----- Reading text

- The coronavirus and the flu have so many symptoms in common, making a clinical diagnosis virtually impossible without testing.
- There is one “wacky” symptom that stands out, and COVID-19 is the likeliest diagnosis in case it appears, not the flu.
- The sudden loss of smell and taste is associated with the novel coronavirus. But even so, not all COVID-19 end up losing their sense of smell or taste.
The novel coronavirus is surging again in the US, and a second wave has hist most European countries. What’s different from the March-April wave is that the northern hemisphere is now bracing for the colder season, when the flu usually returns. Scientists have warned for months that a coronavirus-flu convergence, often called a “twindemic,” is a nightmare scenario for health officials and medical systems. Doctors worry they’ll have to deal with flu epidemics on top of the COVID-19 pandemic, and that can be challenging.
These two infectious diseases share many common symptoms that might make a clinical diagnosis impossible without testing. There’s also the possibility of some patients being infected with both pathogens at the same time. But if you’re experiencing many symptoms that are shared between the two illnesses, there is one “wacky” symptom that’s a clear indication of a COVID-19 infection.
The CDC set up a page that explains the differences between the flu and COVID-19. Both illnesses share the same common symptoms, including fever and chills, cough, shortness of breath, fatigue, sore throat, runny or stuffy nose, muscle pain, body aches, headache, vomiting, and diarrhea. The key difference between the two illnesses concerns the sense of smell, the CDC points out. The sudden loss of smell and taste is associated with COVID-19, not the flu.
That’s a point The New York Times makes in a comparison between the two infectious diseases. The loss of smell (anosmia), which triggers the loss of taste (ageusia), is “the one sign that really distinguishes the two infections.”
Some people might experience the symptom because of a stuffy nose, which can happen during a cold or the flu. But that would only be temporary. There’s a high incidence of anosmia right now and various studies have associated it with COVID-19. It’s one of the symptoms included on the CDC’s list of common symptoms as well, and a key sign that will make any doctor suspect a novel coronavirus infection.
Researchers explained that the virus infects cells in the nose that register smell. The inflammation that follows then blocks scents from reaching the nerves that can register smell, so the information never reaches your brain.

----------
----- Collected data

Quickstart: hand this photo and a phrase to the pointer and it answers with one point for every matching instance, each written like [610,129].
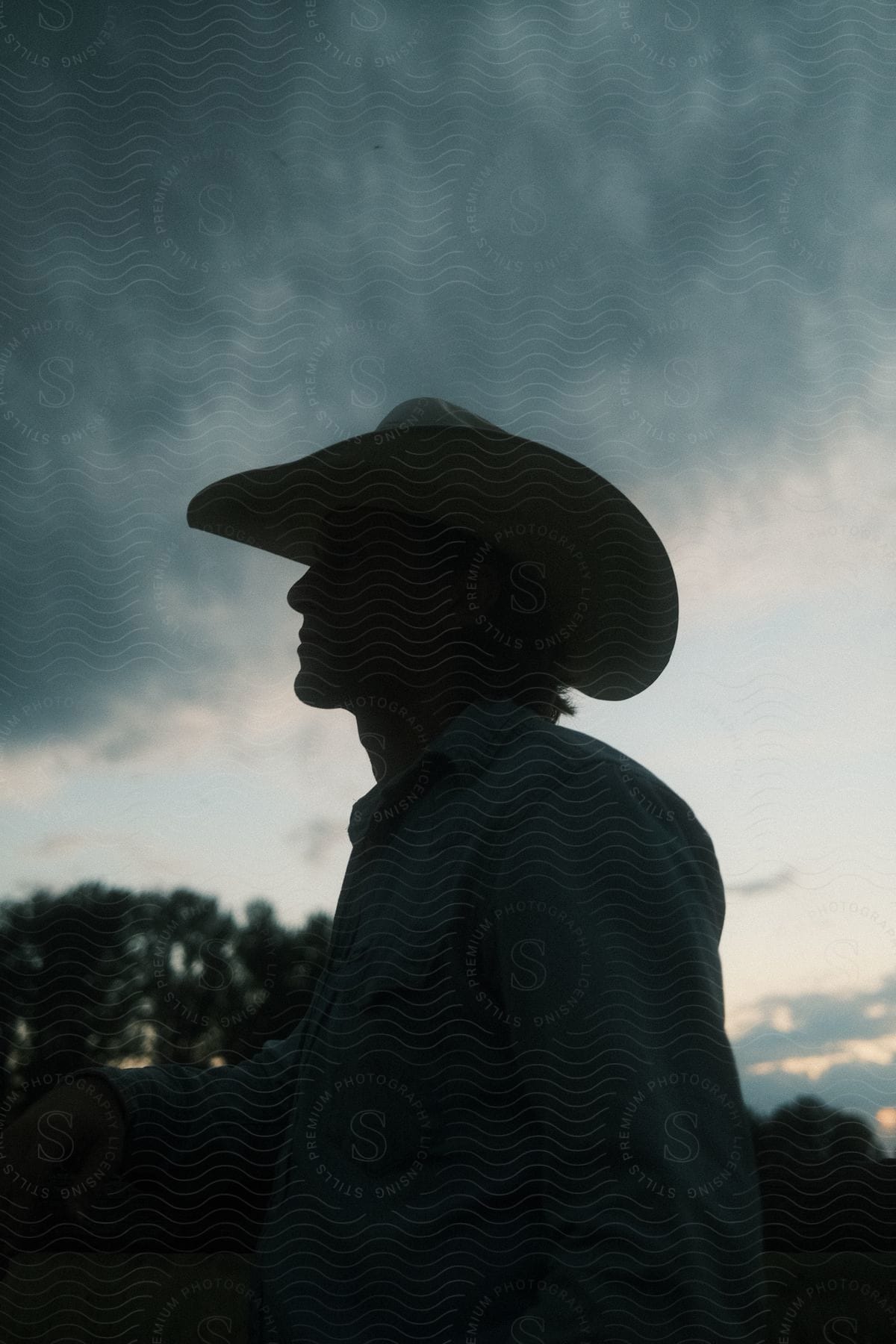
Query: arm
[606,961]
[178,1116]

----------

Task prompt
According to the article on COVID-19 and flu symptoms, what term is often used for a coronavirus-flu convergence? The listing has no connection to the article on COVID-19 and flu symptoms.

Task answer
A "twindemic"